TASK TO CARRY OUT: Retype the lines below word for word, leaving out the pictures.

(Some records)
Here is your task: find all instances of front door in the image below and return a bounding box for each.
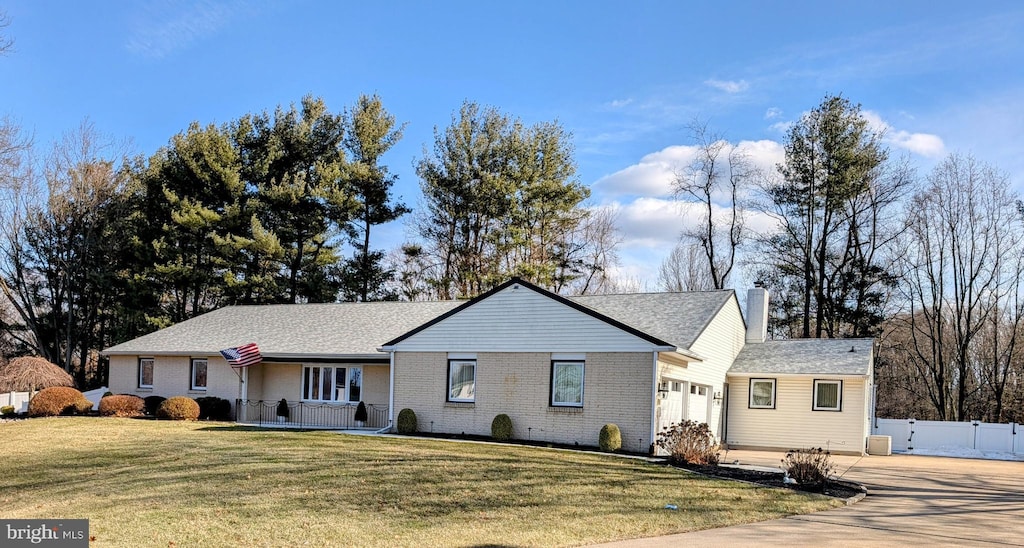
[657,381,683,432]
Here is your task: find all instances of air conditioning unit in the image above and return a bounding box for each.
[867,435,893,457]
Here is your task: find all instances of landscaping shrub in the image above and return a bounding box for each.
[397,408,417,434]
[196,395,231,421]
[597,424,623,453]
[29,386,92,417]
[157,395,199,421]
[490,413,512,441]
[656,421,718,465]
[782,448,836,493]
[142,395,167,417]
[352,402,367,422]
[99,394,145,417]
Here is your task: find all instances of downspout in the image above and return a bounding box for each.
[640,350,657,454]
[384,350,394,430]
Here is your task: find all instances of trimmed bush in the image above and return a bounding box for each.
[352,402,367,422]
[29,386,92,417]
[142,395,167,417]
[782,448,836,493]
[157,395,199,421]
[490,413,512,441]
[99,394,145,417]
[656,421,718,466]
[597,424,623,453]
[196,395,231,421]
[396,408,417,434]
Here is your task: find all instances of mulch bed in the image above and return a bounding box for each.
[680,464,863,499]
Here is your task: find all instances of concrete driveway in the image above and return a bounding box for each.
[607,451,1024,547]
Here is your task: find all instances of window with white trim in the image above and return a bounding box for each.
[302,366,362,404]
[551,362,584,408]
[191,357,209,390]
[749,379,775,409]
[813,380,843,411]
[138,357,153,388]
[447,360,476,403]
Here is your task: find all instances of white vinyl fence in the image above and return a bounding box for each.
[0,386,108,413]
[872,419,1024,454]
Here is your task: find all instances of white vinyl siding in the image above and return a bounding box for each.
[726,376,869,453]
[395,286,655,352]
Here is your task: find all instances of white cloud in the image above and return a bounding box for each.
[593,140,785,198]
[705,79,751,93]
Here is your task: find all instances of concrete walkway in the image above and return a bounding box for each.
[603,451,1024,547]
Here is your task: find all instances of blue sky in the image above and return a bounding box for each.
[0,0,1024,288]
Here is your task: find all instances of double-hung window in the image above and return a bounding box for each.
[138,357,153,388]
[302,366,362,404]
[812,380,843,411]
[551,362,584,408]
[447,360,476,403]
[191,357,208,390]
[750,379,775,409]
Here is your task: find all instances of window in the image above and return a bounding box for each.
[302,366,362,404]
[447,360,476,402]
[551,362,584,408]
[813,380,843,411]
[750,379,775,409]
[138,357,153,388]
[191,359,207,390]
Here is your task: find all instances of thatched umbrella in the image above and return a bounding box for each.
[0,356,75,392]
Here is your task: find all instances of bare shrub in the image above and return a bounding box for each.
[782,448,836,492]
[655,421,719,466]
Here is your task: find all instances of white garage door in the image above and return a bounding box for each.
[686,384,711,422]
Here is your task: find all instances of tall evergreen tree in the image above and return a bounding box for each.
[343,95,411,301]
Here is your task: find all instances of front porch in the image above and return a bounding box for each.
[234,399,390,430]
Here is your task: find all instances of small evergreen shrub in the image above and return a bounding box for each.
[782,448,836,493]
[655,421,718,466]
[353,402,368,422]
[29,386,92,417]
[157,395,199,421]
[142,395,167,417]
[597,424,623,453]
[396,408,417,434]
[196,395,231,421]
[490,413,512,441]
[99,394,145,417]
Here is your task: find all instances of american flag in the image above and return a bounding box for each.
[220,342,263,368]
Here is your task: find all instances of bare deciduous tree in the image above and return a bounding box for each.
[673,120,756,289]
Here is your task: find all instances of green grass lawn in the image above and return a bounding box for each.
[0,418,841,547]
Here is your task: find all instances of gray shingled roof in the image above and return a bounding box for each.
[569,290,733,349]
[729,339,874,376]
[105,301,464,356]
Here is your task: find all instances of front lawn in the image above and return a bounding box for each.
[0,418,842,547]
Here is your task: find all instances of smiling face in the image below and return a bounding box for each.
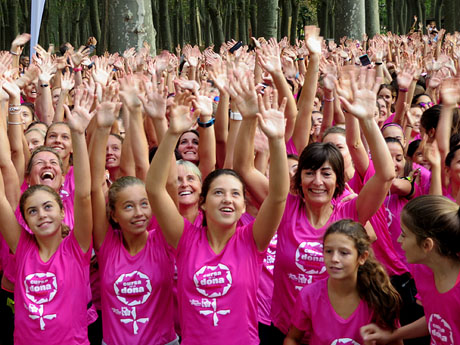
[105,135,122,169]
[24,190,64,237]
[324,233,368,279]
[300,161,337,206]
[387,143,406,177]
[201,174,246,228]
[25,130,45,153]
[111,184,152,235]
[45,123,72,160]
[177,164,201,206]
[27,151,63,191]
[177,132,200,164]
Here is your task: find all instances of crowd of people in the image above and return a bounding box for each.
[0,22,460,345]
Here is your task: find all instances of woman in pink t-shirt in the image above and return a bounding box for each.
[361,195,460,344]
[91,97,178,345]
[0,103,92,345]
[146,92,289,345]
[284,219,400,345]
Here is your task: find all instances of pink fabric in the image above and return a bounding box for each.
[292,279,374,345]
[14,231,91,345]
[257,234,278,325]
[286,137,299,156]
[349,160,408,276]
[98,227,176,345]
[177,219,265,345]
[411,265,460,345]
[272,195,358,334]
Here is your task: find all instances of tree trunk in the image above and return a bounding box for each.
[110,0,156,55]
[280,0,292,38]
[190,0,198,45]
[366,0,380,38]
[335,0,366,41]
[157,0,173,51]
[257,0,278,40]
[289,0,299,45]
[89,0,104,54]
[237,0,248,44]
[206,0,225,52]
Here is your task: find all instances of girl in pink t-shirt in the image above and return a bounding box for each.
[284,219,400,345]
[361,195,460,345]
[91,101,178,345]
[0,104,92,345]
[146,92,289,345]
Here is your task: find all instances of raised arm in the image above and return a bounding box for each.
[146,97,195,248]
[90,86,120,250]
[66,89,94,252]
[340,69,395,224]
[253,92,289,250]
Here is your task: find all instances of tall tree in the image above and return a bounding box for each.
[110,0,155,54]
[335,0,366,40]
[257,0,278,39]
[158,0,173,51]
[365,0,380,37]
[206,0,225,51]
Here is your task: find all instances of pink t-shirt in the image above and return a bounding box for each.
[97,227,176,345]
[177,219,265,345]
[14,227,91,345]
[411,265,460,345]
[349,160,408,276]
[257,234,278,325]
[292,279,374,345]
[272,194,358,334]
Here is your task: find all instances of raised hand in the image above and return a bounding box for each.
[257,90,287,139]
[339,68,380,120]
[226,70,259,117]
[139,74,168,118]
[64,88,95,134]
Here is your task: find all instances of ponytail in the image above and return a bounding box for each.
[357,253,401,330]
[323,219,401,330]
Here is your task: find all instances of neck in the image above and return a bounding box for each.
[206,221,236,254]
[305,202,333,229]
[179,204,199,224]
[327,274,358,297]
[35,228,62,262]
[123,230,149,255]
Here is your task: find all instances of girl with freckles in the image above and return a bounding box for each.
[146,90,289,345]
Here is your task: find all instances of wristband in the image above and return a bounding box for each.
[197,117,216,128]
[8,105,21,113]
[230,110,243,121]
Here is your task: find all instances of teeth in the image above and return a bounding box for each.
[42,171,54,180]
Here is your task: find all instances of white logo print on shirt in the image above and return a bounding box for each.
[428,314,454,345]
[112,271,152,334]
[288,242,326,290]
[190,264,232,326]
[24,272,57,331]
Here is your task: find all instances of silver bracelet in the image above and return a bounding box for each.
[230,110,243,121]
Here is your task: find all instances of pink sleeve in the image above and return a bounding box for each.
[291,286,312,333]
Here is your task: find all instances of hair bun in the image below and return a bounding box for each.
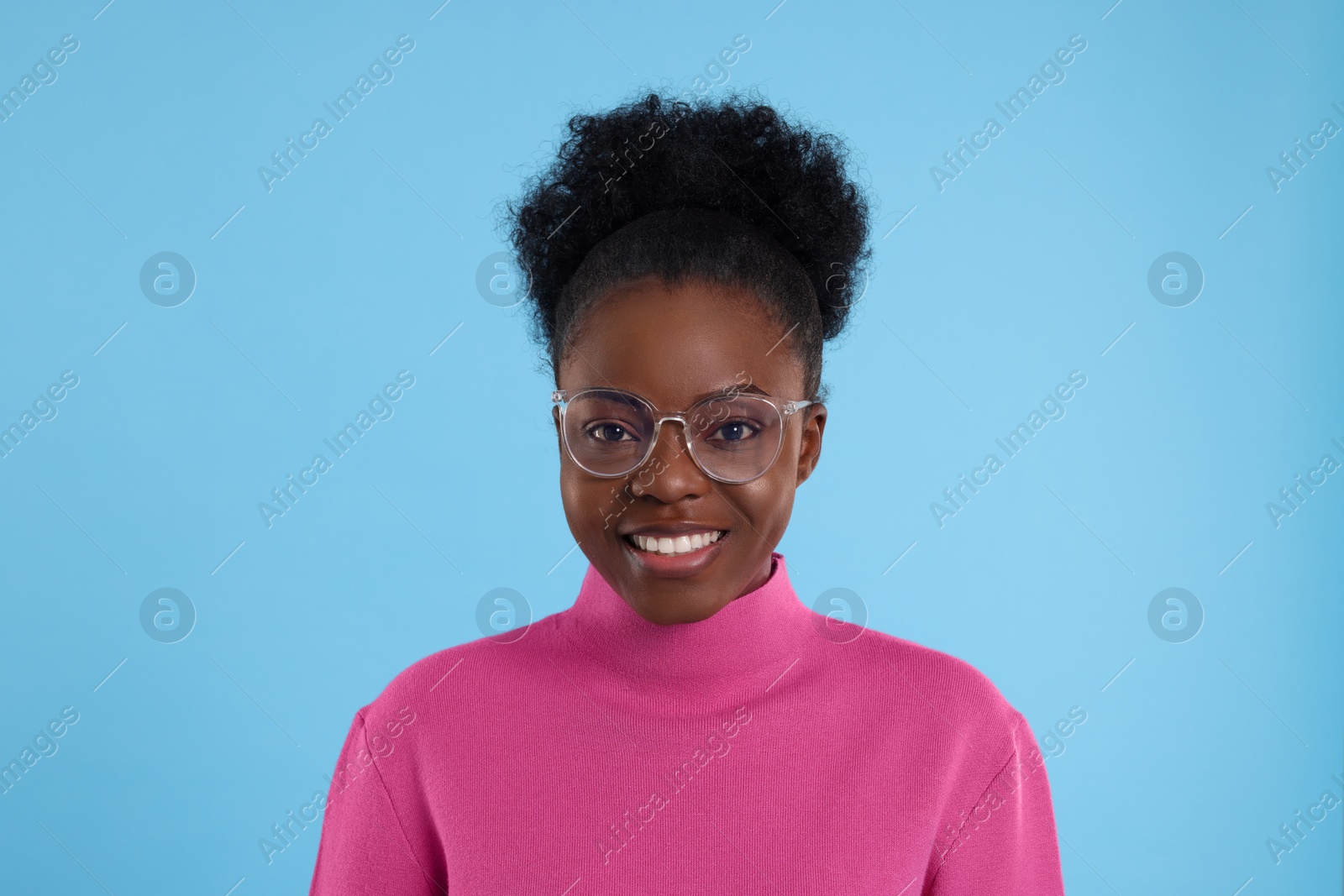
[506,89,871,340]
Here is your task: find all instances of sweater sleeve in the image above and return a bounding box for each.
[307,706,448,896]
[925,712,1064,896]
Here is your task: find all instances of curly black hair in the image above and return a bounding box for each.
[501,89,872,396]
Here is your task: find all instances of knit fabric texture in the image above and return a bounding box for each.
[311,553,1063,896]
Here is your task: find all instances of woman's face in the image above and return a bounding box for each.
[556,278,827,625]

ANSWER TO THE EXERCISE:
Here is your task: find all instances of front door in the image below and return a bounding box for each.
[657,381,683,432]
Here is your task: find all instances of air conditioning unit in the image above and return a bounding box for each.
[867,435,893,457]
Here is your task: find all instances of landscaping shrub in the image above and return a bounding box for each.
[397,408,417,434]
[196,395,231,421]
[597,424,623,453]
[29,386,92,417]
[157,395,199,421]
[490,413,512,441]
[656,421,718,465]
[782,448,836,493]
[142,395,167,417]
[352,402,367,422]
[99,394,145,417]
Here is your task: find all instances of downspout in the image above and return a bounding box for each.
[640,350,657,454]
[384,350,394,430]
Here is your task: find all instances of trimmed bush in the image above and return a bounding box for each.
[352,402,367,422]
[29,386,92,417]
[142,395,167,417]
[782,448,836,493]
[157,395,199,421]
[490,413,512,441]
[99,394,145,417]
[656,421,718,466]
[597,424,623,453]
[196,395,231,421]
[396,408,417,434]
Here is your task: find all instances of mulch bed in the image above and return a bounding box for each.
[680,464,863,499]
Here is your task: find all instances of concrete driveway in the image above and return a bounding box for each.
[607,451,1024,547]
Here is your task: find all instances of window with white trim in the image above and return a bounding box for each.
[302,366,362,404]
[551,362,584,408]
[191,357,209,390]
[749,379,775,409]
[813,380,843,411]
[138,357,153,388]
[447,360,476,403]
Here is your task: find all instances of white vinyl fence in the image above and return a bounding box for each.
[0,386,108,413]
[872,419,1024,454]
Here is your task: find all instances of white vinyl siding in the image above and return a bounding box for each.
[726,376,869,453]
[395,286,655,352]
Here is your task: find all instances of white cloud in the image above and return a bounding box for each.
[593,140,785,198]
[705,79,751,93]
Here is your task: find all instances of concrete walkway in the image above and return a bounding box for each.
[603,451,1024,547]
Here is your task: find all instances of blue sky in the image above and return a bounding box for each.
[0,0,1024,288]
Here is your task: find all instances of double-hung window in the image above and return a bounding box for each.
[138,357,153,388]
[302,366,362,404]
[812,380,843,411]
[551,362,584,408]
[447,360,476,403]
[191,357,208,390]
[750,379,775,409]
Here is your task: find all instances of window in the image above and return a bounding box for each.
[302,366,362,404]
[447,360,476,402]
[551,362,584,408]
[813,380,843,411]
[750,379,775,409]
[138,357,153,388]
[191,359,207,390]
Here is your task: find all instances of thatched umbrella in the image above and return a bounding box for each.
[0,356,75,392]
Here is your task: find all instances of bare shrub in the image above and return a bounding box for each.
[782,448,836,492]
[655,421,719,466]
Here is your task: find all instances of white garage door in the image above and return a bounding box for each.
[686,384,711,422]
Here is your task: find all instances of tall evergreen tree in the image above and return a bounding box for each.
[343,95,411,301]
Here is your task: find all instances of front porch in the image above and return a bounding box for each.
[234,399,390,430]
Here is your task: find all instances of small evergreen shrub in the image above and return a bounding box for each.
[782,448,836,493]
[655,421,718,466]
[353,402,368,422]
[29,386,92,417]
[157,395,199,421]
[142,395,167,417]
[597,424,623,453]
[396,408,417,434]
[196,395,231,421]
[490,413,512,441]
[99,394,145,417]
Here is your task: find all instances of american flag in the image above and return a bounding box for each.
[220,342,263,368]
Here is your task: find all instances of bare deciduous tree in the image above and return a bounding box for each.
[673,120,756,289]
Here is your task: find all instances of green grass lawn in the image above and return a bounding box for each.
[0,418,841,547]
Here is your task: find all instances of gray shingled roof in the image above and return a bounding box for each.
[569,290,733,349]
[729,339,874,376]
[105,301,464,356]
Here is your task: find all instances of front lawn in the image above and return a bounding box for each.
[0,418,842,547]
Here is your task: find all instances of smiling face in the image below and return a bounding box for each.
[105,135,122,169]
[24,190,64,237]
[324,233,368,279]
[300,161,337,206]
[387,143,406,177]
[201,174,246,228]
[25,130,45,153]
[111,184,152,235]
[45,123,72,160]
[177,164,201,206]
[27,151,63,191]
[177,132,200,164]
Here is your task: find all instances of crowd of people in the image above and return a bounding box for each.
[0,22,460,345]
Here is your task: find all instances of woman in pink t-shirt in the image above and return a bounding box for each.
[361,195,460,344]
[91,97,178,345]
[0,103,92,345]
[146,92,289,345]
[284,219,400,345]
Here is your task: find all instances of pink fabric in the image above and return a bounding box for each.
[292,279,374,345]
[14,231,91,345]
[257,234,278,325]
[286,137,299,156]
[349,160,408,276]
[98,227,176,345]
[177,219,265,345]
[411,265,460,345]
[272,195,358,334]
Here is your task: find all instances of tree trunk in the image above and return a bounding box for each.
[110,0,156,55]
[280,0,292,38]
[190,0,198,45]
[366,0,380,38]
[335,0,366,41]
[157,0,173,51]
[257,0,278,40]
[289,0,299,45]
[89,0,104,54]
[237,0,248,44]
[206,0,225,52]
Here is your task: find all instances of girl in pink t-shirt in the image above and return a bounding box for each.
[284,219,400,345]
[361,195,460,345]
[91,101,178,345]
[0,104,92,345]
[146,92,289,345]
Here is your task: find all instances of raised arm in the image above and return a bounding box for each.
[146,97,195,248]
[90,86,120,250]
[66,89,94,252]
[340,69,395,224]
[253,92,289,250]
Here is your task: find all instances of tall tree in the image above and return a bounding box for each.
[110,0,155,54]
[335,0,366,40]
[257,0,278,39]
[158,0,173,51]
[365,0,380,37]
[206,0,225,51]
Here is your task: find all instances of pink t-shirt in the image above and return a bounding box for each.
[97,227,176,345]
[177,219,265,345]
[14,227,91,345]
[411,265,460,345]
[349,160,408,276]
[257,234,278,325]
[292,279,374,345]
[272,194,358,334]
Here is your task: find all instances of raised hand in the image above and return a bounding box for each.
[257,90,287,139]
[339,68,380,120]
[226,70,259,117]
[139,74,168,118]
[64,88,95,134]
Here is your task: find all instances of ponytail in the image above and return a bounding box for each.
[357,253,401,330]
[323,219,401,330]
Here is your task: find all instances of neck in the image above and return a bounding box for each.
[206,221,236,254]
[305,202,333,229]
[179,204,199,224]
[327,274,358,297]
[35,228,62,262]
[123,230,149,255]
Here is your task: find all instances of girl with freckles in the image above and return a bounding box for each.
[146,90,289,345]
Here is your task: find all instances of wristband in the image above and return a bounding box for each.
[197,117,216,128]
[8,105,21,113]
[230,110,243,121]
Here is your task: find all instances of teeth in the image above and return a bounding box for each.
[42,171,54,180]
Here is your task: find all instances of white logo print on shirt in the image above and return a bounding box for each.
[428,314,454,345]
[112,271,152,334]
[288,242,326,290]
[190,264,232,326]
[24,272,57,331]
Here is your task: find all instances of silver bracelet in the image above and return a bounding box for each.
[230,110,243,121]
Here is your task: find all instances of pink sleeve in the image above and return a bounding box for each.
[291,286,312,333]
Here is your task: find all instances of hair bun in the image below and return a bounding box for each.
[506,89,871,340]
Here is your task: find all instances of sweater sleeve in the image above and return a bounding box for each.
[307,706,448,896]
[925,712,1064,896]
Here is your task: find all instances of curly black hair in the image above and return a bounding box for each.
[501,89,872,396]
Here is your task: find all instances of knit fabric texture in the image above and return a bounding box for each.
[311,553,1063,896]
Here is your task: find all instances of woman's face in the image above and return a bounding box for each.
[556,278,827,625]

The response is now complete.